**The task**
Your answer must be an exact transcription of the lines from the line with "Query: man in white polo shirt" through the final line of the data.

**Material provided**
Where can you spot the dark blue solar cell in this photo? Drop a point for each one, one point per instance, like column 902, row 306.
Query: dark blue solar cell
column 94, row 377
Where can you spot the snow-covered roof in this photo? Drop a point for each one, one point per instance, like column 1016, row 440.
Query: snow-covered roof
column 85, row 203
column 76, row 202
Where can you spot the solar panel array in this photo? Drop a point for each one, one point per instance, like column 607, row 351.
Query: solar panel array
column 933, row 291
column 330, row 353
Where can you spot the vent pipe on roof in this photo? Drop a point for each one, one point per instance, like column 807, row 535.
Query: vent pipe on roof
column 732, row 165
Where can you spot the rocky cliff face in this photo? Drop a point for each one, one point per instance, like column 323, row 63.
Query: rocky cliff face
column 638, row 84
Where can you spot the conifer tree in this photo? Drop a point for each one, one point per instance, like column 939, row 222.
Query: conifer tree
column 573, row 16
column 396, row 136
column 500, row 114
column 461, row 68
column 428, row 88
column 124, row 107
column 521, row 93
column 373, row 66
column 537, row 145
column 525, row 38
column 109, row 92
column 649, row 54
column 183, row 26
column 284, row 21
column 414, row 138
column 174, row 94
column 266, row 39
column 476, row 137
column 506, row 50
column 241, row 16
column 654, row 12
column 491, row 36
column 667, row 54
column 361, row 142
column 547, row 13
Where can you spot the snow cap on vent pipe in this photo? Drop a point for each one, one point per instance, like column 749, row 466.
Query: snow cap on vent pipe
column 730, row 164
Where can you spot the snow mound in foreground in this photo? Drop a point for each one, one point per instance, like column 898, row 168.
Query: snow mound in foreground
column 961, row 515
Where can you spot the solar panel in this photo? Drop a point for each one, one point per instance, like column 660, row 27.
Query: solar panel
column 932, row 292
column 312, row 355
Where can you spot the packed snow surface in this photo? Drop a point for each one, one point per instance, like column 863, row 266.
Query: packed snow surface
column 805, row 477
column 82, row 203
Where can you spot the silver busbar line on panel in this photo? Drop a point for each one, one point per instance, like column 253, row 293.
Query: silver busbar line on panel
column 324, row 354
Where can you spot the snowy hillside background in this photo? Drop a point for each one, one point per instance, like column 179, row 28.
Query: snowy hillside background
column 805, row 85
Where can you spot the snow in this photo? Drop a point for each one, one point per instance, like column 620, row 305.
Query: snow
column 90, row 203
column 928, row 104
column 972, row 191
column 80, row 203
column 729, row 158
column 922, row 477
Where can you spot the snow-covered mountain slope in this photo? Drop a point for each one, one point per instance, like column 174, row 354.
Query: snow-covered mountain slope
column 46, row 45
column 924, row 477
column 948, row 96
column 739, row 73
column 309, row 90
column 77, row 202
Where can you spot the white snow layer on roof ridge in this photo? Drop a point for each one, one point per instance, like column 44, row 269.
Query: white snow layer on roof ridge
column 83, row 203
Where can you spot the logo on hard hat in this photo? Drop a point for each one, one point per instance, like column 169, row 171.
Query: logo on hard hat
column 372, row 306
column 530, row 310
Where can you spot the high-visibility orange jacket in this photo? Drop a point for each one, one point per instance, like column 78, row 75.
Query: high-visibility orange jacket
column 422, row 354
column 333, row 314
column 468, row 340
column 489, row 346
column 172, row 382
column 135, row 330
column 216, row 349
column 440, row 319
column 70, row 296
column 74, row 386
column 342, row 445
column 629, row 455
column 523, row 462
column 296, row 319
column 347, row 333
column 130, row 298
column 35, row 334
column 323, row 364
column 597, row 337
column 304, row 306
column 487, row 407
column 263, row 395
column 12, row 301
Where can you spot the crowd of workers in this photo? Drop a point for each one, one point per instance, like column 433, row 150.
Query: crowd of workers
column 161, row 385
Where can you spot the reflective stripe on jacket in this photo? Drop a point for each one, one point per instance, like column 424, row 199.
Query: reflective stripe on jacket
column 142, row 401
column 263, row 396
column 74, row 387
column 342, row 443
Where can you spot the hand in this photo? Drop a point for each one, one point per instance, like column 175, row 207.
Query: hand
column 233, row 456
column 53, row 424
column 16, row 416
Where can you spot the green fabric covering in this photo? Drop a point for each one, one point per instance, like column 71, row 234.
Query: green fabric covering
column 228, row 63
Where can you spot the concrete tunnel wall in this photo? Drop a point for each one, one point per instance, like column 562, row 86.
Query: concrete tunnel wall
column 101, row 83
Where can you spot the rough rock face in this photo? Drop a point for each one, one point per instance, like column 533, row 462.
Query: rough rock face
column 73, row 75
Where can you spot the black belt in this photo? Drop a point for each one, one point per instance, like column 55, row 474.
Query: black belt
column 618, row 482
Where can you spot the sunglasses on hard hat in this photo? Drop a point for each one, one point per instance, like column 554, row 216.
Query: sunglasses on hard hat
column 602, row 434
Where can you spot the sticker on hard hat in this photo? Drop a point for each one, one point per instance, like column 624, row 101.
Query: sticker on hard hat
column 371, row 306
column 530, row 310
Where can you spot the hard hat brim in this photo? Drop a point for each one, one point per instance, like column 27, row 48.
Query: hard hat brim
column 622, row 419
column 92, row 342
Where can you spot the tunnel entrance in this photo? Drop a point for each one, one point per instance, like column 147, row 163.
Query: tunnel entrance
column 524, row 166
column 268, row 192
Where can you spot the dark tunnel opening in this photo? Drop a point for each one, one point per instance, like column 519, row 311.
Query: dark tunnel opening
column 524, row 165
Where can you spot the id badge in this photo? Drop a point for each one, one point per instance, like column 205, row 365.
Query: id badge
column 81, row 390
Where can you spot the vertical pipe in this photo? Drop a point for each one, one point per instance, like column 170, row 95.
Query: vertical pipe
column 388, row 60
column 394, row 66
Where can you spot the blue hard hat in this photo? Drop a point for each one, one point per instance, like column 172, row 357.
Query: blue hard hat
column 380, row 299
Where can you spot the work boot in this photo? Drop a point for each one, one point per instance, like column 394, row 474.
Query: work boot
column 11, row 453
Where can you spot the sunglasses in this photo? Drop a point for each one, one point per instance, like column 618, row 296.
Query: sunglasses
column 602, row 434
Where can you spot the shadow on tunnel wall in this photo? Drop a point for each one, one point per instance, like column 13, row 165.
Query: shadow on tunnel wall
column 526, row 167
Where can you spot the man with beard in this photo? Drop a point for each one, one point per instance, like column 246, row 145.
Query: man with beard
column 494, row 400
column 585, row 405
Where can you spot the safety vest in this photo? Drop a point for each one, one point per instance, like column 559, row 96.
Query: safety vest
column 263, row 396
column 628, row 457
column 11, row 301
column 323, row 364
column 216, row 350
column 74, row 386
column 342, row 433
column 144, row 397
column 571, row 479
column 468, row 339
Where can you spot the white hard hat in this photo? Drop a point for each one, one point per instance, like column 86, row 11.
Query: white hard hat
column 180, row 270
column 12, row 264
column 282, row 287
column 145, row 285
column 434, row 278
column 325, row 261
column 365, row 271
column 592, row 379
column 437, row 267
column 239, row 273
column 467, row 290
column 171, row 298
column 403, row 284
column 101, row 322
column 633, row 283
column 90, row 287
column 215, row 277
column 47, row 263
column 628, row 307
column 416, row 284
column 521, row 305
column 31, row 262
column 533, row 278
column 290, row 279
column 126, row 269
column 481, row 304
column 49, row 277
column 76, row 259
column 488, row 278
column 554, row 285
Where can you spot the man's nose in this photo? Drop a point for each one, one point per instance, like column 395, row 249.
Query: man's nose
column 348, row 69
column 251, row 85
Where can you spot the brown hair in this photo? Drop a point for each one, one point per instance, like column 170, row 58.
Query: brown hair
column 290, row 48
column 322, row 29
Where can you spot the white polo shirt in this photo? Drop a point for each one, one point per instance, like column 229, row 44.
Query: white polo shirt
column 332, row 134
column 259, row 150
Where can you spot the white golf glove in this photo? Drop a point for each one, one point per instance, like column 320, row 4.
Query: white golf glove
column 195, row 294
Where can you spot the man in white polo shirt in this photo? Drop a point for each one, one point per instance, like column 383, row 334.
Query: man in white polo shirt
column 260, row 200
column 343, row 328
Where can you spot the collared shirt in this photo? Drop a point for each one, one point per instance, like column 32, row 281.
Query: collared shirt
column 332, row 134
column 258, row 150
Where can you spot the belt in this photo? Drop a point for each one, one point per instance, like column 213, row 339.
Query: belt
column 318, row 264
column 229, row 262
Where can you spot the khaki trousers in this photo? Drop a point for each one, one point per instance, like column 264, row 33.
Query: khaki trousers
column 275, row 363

**Solved exercise**
Query: man in white polo shirt
column 260, row 200
column 343, row 328
Where can you spot the collared shirt in this photo? Drop a point for each one, one point per instance, like column 32, row 281.
Query: collared shirt
column 332, row 134
column 258, row 150
Where can you spot the belt in this photo? Drop a point for each one, one point per instance, like column 213, row 339.
Query: belt
column 318, row 264
column 229, row 262
Where can you spot the khaki trousers in this photo? Drop a point for each one, one point per instance, like column 264, row 33.
Query: khaki trousers
column 275, row 363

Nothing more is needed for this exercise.